- [Job] Retype every entry below word for word, omitting the pictures.

- [Data extract]
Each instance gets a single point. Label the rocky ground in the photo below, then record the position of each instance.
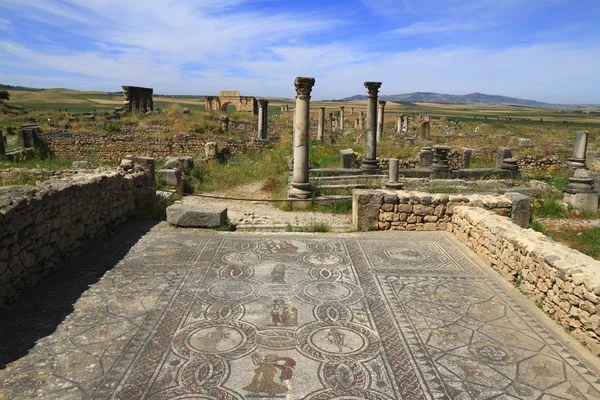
(255, 214)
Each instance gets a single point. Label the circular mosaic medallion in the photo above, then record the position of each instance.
(216, 339)
(323, 259)
(227, 340)
(241, 258)
(228, 290)
(317, 292)
(490, 352)
(324, 341)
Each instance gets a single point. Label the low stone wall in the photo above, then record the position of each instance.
(43, 224)
(563, 282)
(109, 147)
(420, 211)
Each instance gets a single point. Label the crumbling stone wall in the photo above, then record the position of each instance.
(563, 282)
(41, 225)
(225, 98)
(137, 99)
(420, 211)
(108, 147)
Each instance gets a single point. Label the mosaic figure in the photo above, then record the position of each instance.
(278, 274)
(336, 338)
(283, 314)
(211, 340)
(265, 374)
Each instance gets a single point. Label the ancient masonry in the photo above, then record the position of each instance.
(563, 282)
(225, 98)
(138, 99)
(49, 222)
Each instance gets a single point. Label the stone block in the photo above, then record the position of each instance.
(180, 163)
(585, 201)
(170, 176)
(196, 216)
(347, 158)
(521, 142)
(82, 165)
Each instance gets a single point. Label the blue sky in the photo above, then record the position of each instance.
(546, 50)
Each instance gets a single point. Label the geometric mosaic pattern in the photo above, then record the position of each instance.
(200, 315)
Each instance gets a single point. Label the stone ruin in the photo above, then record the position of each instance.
(225, 98)
(138, 99)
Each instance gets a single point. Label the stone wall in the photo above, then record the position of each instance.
(108, 147)
(563, 282)
(420, 211)
(43, 224)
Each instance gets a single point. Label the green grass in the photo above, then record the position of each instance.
(314, 227)
(21, 179)
(548, 206)
(586, 241)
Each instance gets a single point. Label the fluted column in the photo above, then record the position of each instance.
(300, 183)
(370, 159)
(321, 125)
(262, 110)
(380, 115)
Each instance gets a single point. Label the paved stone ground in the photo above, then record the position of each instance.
(163, 313)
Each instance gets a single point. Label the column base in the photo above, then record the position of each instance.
(369, 165)
(394, 185)
(299, 191)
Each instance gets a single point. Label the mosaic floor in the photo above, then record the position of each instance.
(187, 314)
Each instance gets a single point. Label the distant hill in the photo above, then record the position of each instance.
(19, 88)
(472, 98)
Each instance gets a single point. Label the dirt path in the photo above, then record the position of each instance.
(259, 215)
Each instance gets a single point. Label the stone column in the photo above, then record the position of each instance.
(262, 109)
(502, 154)
(580, 191)
(380, 116)
(468, 154)
(370, 159)
(577, 160)
(441, 162)
(425, 130)
(393, 175)
(225, 123)
(265, 118)
(425, 157)
(300, 183)
(321, 125)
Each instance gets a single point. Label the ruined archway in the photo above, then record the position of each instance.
(225, 98)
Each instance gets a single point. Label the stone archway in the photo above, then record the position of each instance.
(225, 98)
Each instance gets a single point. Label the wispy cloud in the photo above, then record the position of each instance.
(5, 25)
(443, 27)
(258, 47)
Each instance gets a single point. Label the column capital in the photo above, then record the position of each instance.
(372, 88)
(303, 85)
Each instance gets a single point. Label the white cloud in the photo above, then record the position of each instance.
(5, 24)
(423, 28)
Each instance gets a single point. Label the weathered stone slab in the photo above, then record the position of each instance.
(195, 216)
(180, 163)
(520, 213)
(347, 158)
(170, 176)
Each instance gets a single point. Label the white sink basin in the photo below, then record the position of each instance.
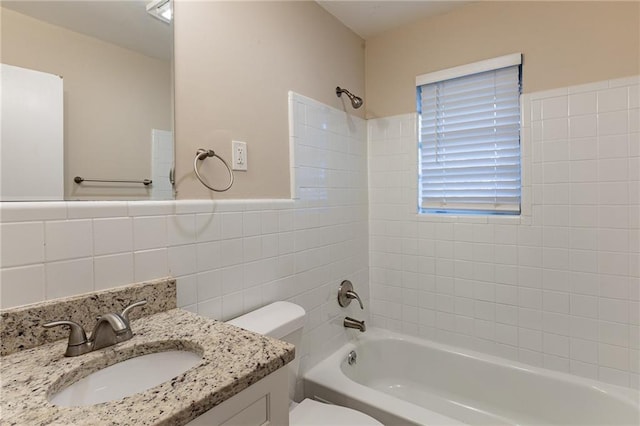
(126, 378)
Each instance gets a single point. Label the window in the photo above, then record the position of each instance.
(469, 138)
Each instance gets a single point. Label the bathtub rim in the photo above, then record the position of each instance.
(329, 370)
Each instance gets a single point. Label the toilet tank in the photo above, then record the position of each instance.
(280, 320)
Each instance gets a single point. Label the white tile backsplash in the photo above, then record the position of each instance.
(552, 287)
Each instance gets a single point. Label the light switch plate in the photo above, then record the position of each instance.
(239, 155)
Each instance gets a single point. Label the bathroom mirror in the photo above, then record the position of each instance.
(114, 59)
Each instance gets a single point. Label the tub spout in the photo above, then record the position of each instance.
(354, 323)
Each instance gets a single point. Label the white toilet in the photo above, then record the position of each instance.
(284, 321)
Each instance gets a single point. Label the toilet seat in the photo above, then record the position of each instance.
(314, 413)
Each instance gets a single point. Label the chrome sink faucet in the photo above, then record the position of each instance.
(110, 329)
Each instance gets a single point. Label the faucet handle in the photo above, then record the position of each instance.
(353, 295)
(77, 335)
(346, 294)
(125, 312)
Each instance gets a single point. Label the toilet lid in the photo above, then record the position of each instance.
(310, 412)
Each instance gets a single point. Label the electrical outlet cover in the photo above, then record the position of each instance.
(239, 155)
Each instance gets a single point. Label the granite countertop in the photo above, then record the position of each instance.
(232, 360)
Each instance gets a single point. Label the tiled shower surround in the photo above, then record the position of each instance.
(229, 257)
(558, 286)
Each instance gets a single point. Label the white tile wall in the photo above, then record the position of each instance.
(229, 256)
(558, 286)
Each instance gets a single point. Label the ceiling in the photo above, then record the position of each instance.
(127, 24)
(124, 23)
(370, 18)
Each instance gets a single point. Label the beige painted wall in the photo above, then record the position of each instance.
(563, 43)
(113, 97)
(235, 63)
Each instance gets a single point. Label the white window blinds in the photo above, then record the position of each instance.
(470, 142)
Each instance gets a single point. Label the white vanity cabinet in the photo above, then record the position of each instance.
(263, 403)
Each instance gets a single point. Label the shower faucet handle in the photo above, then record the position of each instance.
(346, 294)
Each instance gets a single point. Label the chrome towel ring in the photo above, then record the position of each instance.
(201, 154)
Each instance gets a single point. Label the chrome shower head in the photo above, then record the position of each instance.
(356, 101)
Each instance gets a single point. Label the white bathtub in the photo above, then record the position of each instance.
(401, 380)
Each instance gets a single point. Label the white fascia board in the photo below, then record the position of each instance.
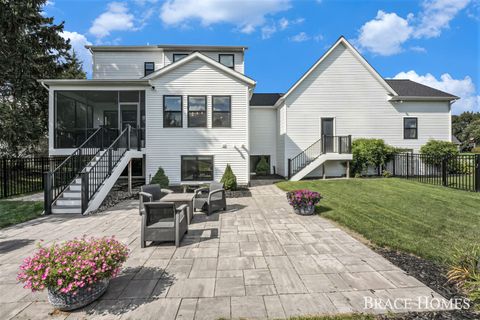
(198, 55)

- [Response]
Each instance gets a single point. Label the rocky ground in the photo below, then record the position of each instance.
(255, 214)
Each instance gets a single point. Label the circular mosaic medallion in the photo above, then record the position of each instance.
(216, 339)
(323, 259)
(227, 340)
(241, 258)
(228, 290)
(317, 292)
(490, 352)
(324, 341)
Each instance gets a single point. Label the low stone wall in the photo above, then record the position of each instance.
(43, 224)
(563, 282)
(109, 147)
(420, 211)
Each instance gets a single point. Label the crumbling stone wall in the photo above, then record the position of each instance.
(563, 282)
(41, 225)
(225, 98)
(137, 99)
(420, 211)
(108, 147)
Each instance gets a single point. Label the mosaic figure in the photo above, then record the position of each instance.
(278, 274)
(336, 338)
(283, 314)
(211, 340)
(265, 374)
Each instance gets a single point. Label the ancient masonry in the photo above, then record the position of each instance.
(563, 282)
(225, 98)
(138, 99)
(49, 222)
Each instance gets a single point. Label the stone block in the photo above, then record the position of each instance.
(180, 163)
(585, 201)
(170, 176)
(196, 216)
(347, 158)
(521, 142)
(82, 165)
Each instance gets a single point. Label the blue sky in the photo above, then record the position of each instance.
(546, 50)
Each instance gets a single point. Label the geometric mosaic pattern in the photo above, then record the position of each instance.
(200, 315)
Each instance gets a single point. Label the stone ruin in the photo above, then record the position of each instance.
(225, 98)
(138, 99)
Each instance gets a single point. Label the stone wall in the photo above, then record the position of each instance.
(108, 147)
(563, 282)
(420, 211)
(43, 224)
Each instance gets a single point. Label the green grass in the photo above, then record the position of each instance.
(314, 227)
(21, 179)
(548, 206)
(586, 241)
Each instance gets a single point. Label the fluted column in the photo above, then record the position of each instance.
(300, 183)
(370, 159)
(321, 125)
(262, 110)
(380, 115)
Each instance gets a single point. Label the paved stone ground in the photo above, then record the position of each instance.
(163, 313)
Each instance gets a single point. Label the column base in the photo above, then record the position of each instance.
(369, 165)
(394, 185)
(299, 191)
Each instance gets a single point. Label the mosaic floor in the photo above, then record the position of each instance.
(187, 314)
Each instance gets a single point. Label the distant hill in the photo above, then record the position of each instance.
(19, 88)
(472, 98)
Each instance gets a single point. Label the dirt path in the photo above, then record the position of each instance.
(259, 215)
Each instance gets a single point. Label the stone column in the photo above, then record the position of each instance.
(262, 109)
(502, 154)
(580, 191)
(380, 116)
(468, 154)
(370, 159)
(577, 160)
(441, 162)
(425, 130)
(393, 175)
(225, 123)
(265, 118)
(425, 157)
(300, 183)
(321, 125)
Each instance gets a single point. Label the ruined archway in the photo above, then record the position of each instance.
(225, 98)
Each instance gets a single point. Label the stone archway in the photo above, then record the position of each instance.
(225, 98)
Each instance gets a single point. Label the wispy cloud in the photo above, then record the position of each instance.
(5, 25)
(443, 27)
(258, 47)
Each instance gets a single point. Label the column capital in the photo above, then record the position of each instance.
(372, 88)
(303, 85)
Each instance gets a single point. Label the white cloud in the photo above, then record the position of each instance.
(5, 24)
(423, 28)
Each instance gets a single point. Label the weathered stone slab in the photo above, then record the position of each instance.
(195, 216)
(180, 163)
(520, 213)
(347, 158)
(170, 176)
Each instance gets a single point. Label the white sink basin in the photo below, then record the position of each instance.
(126, 378)
Each instance gets a single point. Label the window in the photo above, then record the position of each instance.
(469, 138)
Each instance gets a single point. Label the bathtub rim in the photo above, then record the position of each instance.
(329, 370)
Each instance gets a single point. Label the toilet tank in the photo above, then record the position of each instance.
(280, 320)
Each instance gets a single point. Label the white tile backsplash in the photo above, then record the position of each instance.
(552, 287)
Each instance gets a single point. Label the light switch plate in the photo above, then record the position of each instance.
(239, 155)
Each instance gets a single point. Label the bathroom mirror in the photo above, then record the position of each instance.
(114, 59)
Each instance gets a single point. Label the tub spout in the photo above, then record the position of each instance.
(354, 323)
Each instance gets a single point. Label the white toilet in the photo above, then record the position of each instance.
(284, 321)
Each instance gets a single point. Label the toilet seat in the photo above, then record the position of each instance.
(314, 413)
Each instance gets a single point. Label the chrome sink faucet in the photo above, then record the position of each instance.
(110, 329)
Each instance gets a single point. Label the faucet handle in the photo above, then record the position of each instance.
(353, 295)
(77, 335)
(346, 294)
(125, 312)
Each instance gets a single point. Label the toilet lid in the photo above, then record the position of each instance.
(310, 412)
Each instance gets a single point. Label the electrical outlet cover in the photo above, then record the position of each instance.
(239, 155)
Each instance gets a single point. Label the granite countertop in the photo above, then record the position of each instance.
(232, 360)
Each instance gets a single point. Label the tiled shower surround in the photo above, then record the position of each instance.
(229, 257)
(558, 286)
Each instance gets a single point. Label the white tile wall in the photo above, then record the position of each instance.
(229, 256)
(558, 286)
Each instance gets a single point. Label the ceiling in the photo above, then record the position of each instance.
(127, 24)
(124, 23)
(370, 18)
Each instance gets a single point. Label the beige painted wall in the photo above, then record the position of each instance.
(563, 43)
(113, 97)
(235, 63)
Each instance gets a single point. Label the white window blinds in the photo above, then record the position of each instance.
(470, 142)
Each instance gets a single point. Label the white vanity cabinet in the photo above, then record the position of each instance.
(263, 403)
Each instance gets a single point. Label the shower faucet handle in the photo above, then record the position of each instance.
(346, 294)
Each instance gets a single point. Label the chrome towel ring in the photo above, then record the position of each instance.
(201, 154)
Each instance gets a single point. Label the chrome shower head in the photo above, then record the position of each instance.
(356, 101)
Each instance gets a single point. Label the white bathtub in the photo above, then record the position of each instance.
(401, 380)
Each instance gets a single point. Label the white fascia board in the photo below, then record the position of each instance.
(198, 55)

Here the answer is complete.